**Information shown**
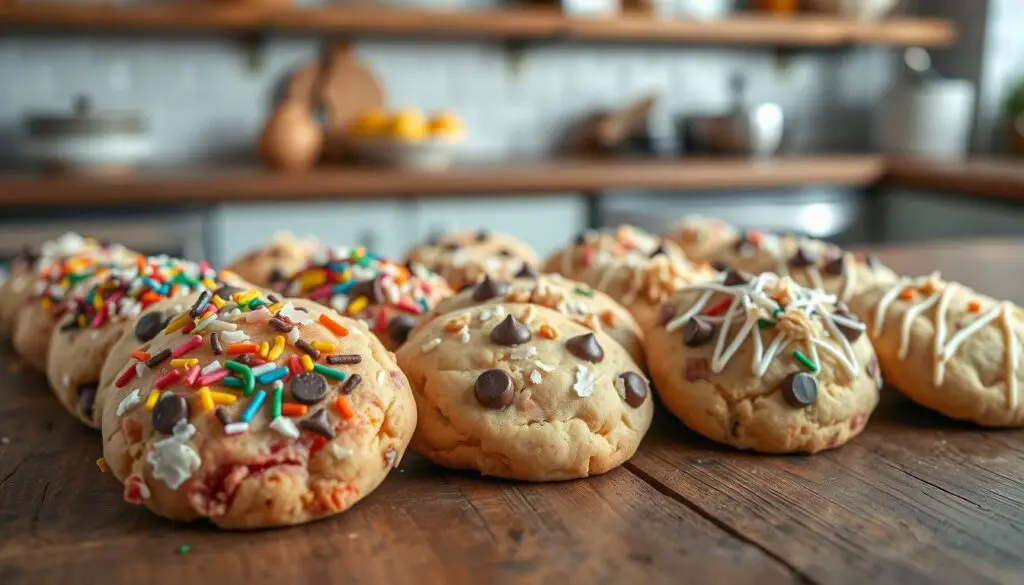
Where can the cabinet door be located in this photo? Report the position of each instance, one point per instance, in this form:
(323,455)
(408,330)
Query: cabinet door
(382,227)
(545,222)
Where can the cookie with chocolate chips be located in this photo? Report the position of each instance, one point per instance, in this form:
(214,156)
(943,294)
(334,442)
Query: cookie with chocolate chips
(577,300)
(762,363)
(524,391)
(464,257)
(195,431)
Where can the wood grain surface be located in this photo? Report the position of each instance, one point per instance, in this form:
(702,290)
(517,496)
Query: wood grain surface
(915,499)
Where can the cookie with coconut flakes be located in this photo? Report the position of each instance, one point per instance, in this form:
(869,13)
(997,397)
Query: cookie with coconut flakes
(269,265)
(525,392)
(387,296)
(266,414)
(578,300)
(56,280)
(630,265)
(109,308)
(764,364)
(465,257)
(949,348)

**Your instructions**
Starting at the line that contains "Where can the cookie with coconut" and continuing through the last line of the listing, output those lines as a JSON array of strings, one string per line, with any blank lines omitted.

**Response to this exercise**
[
  "Where can the cookie with coconut flakes be located in this photo? Report the position of each instance, one point per instance, in this form:",
  "(869,13)",
  "(997,397)",
  "Query: cookie with coconut flakes",
  "(269,265)",
  "(525,392)",
  "(387,296)",
  "(266,414)",
  "(578,300)",
  "(56,280)",
  "(630,265)",
  "(109,308)",
  "(764,364)",
  "(465,257)",
  "(949,348)"
]